● TEXT SECTION
[leish-l] Leishmaniasis: American soldiers returning from Iraq

Peter Singfield snkm at btl.net
Fri Oct 24 00:45:37 BRST 2003


http://story.news.yahoo.com/news?tmpl=story&u=/nm/20031024/ts_nm/health_bloo
d_soldiers_dc_3

US Puts Blood Ban on Soldiers Returning from Iraq

By Paul Simao 

ATLANTA (Reuters) - American soldiers returning from Iraq (news - web
sites) are being told not to give blood for up to one year to prevent the
possible spread of a parasite into the U.S. blood supply, federal health
officials said on Thursday. 

The precautionary ban was ordered by the Department of Defense (news - web
sites) and the nation's largest association of blood banks following an
outbreak of cutaneous leishmaniasis among U.S. soldiers serving in the
Persian Gulf and Afghanistan (news - web sites). 

Leishmaniasis, which is endemic in the Middle East, tropics and some parts
of southern Europe, is usually spread by the bite of sand flies. Those
infected develop painless skin lesions that can, if left untreated, cause
scars.

● MATERIAL PROVIDED
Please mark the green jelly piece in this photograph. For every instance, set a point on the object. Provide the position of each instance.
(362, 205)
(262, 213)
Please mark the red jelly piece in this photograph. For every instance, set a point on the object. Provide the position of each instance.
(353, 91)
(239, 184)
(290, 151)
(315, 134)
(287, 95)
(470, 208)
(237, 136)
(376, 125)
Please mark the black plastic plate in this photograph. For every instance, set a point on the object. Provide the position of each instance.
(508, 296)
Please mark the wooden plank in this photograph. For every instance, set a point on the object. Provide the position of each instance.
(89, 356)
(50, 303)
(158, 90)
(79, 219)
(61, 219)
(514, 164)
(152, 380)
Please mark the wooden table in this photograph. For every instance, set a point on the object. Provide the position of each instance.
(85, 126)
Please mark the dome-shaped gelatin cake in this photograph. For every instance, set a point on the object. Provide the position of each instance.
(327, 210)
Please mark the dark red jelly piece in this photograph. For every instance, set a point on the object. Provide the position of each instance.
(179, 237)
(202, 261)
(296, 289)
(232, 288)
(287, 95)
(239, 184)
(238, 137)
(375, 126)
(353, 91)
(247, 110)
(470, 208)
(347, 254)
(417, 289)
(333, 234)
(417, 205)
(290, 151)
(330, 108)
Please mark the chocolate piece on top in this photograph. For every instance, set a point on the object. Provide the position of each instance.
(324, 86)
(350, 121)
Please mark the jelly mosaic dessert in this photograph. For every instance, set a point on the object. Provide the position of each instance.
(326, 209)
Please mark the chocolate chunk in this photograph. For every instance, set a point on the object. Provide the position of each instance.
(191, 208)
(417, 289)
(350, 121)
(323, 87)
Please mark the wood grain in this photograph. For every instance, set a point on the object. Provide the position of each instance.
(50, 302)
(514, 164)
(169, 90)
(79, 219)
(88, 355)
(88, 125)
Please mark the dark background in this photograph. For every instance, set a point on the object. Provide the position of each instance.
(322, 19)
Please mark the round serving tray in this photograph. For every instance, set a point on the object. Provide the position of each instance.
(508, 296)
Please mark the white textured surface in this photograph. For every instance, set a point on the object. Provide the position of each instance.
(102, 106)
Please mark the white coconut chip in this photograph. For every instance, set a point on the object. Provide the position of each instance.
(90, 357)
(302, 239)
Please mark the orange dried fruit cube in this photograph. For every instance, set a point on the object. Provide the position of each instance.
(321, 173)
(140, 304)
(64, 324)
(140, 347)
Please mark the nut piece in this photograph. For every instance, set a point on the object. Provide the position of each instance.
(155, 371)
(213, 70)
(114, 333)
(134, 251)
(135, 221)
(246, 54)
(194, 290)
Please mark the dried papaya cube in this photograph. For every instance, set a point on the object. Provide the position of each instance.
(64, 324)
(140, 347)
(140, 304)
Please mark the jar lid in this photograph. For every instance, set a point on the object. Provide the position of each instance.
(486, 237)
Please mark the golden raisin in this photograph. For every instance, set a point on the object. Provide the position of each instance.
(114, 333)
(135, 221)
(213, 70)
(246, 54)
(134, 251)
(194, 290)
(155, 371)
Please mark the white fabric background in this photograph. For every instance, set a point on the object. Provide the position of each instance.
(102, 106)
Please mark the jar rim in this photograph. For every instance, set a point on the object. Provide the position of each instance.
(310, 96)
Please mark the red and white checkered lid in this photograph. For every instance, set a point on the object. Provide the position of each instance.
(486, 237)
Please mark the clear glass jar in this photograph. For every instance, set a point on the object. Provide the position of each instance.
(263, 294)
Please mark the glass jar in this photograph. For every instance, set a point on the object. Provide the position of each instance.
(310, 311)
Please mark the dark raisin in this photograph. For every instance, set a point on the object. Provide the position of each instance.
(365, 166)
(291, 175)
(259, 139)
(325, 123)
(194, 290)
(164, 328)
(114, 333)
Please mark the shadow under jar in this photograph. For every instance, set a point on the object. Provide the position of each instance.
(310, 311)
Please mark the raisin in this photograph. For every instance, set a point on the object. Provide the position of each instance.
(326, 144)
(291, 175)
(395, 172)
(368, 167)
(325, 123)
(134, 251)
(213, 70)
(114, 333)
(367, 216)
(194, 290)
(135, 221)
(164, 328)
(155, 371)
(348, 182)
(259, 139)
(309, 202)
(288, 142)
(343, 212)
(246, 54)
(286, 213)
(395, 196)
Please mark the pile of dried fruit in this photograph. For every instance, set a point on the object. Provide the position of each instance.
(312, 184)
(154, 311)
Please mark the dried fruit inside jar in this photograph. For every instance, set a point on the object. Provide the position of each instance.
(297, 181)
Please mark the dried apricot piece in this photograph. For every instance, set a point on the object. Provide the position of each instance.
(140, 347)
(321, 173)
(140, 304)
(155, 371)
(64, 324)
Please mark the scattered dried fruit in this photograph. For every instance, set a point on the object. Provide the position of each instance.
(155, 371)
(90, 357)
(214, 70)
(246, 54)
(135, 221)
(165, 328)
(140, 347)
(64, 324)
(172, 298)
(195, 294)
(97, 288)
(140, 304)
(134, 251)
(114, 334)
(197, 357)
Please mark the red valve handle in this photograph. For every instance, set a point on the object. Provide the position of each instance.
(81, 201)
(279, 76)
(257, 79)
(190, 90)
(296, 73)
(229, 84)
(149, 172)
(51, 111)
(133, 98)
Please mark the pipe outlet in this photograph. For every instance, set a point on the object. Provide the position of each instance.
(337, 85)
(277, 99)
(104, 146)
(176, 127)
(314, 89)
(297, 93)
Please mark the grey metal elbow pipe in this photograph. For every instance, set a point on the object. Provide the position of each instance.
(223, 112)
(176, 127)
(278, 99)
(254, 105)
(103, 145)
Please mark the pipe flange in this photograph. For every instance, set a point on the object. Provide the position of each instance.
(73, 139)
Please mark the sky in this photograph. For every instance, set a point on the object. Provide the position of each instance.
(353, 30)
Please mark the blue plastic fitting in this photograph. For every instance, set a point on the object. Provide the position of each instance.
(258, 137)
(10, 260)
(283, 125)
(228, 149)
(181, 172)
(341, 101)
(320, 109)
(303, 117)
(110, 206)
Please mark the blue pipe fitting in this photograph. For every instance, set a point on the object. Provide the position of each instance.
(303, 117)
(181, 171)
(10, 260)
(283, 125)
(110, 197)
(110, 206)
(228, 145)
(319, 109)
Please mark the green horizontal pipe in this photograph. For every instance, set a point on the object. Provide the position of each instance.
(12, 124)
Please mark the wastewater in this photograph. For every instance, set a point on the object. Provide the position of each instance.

● PROMPT
Reproduce verbatim the entire mailing-list post above about leishmaniasis among American soldiers returning from Iraq.

● OUTPUT
[leish-l] Leishmaniasis: American soldiers returning from Iraq

Peter Singfield snkm at btl.net
Fri Oct 24 00:45:37 BRST 2003


http://story.news.yahoo.com/news?tmpl=story&u=/nm/20031024/ts_nm/health_bloo
d_soldiers_dc_3

US Puts Blood Ban on Soldiers Returning from Iraq

By Paul Simao 

ATLANTA (Reuters) - American soldiers returning from Iraq (news - web
sites) are being told not to give blood for up to one year to prevent the
possible spread of a parasite into the U.S. blood supply, federal health
officials said on Thursday. 

The precautionary ban was ordered by the Department of Defense (news - web
sites) and the nation's largest association of blood banks following an
outbreak of cutaneous leishmaniasis among U.S. soldiers serving in the
Persian Gulf and Afghanistan (news - web sites). 

Leishmaniasis, which is endemic in the Middle East, tropics and some parts
of southern Europe, is usually spread by the bite of sand flies. Those
infected develop painless skin lesions that can, if left untreated, cause
scars.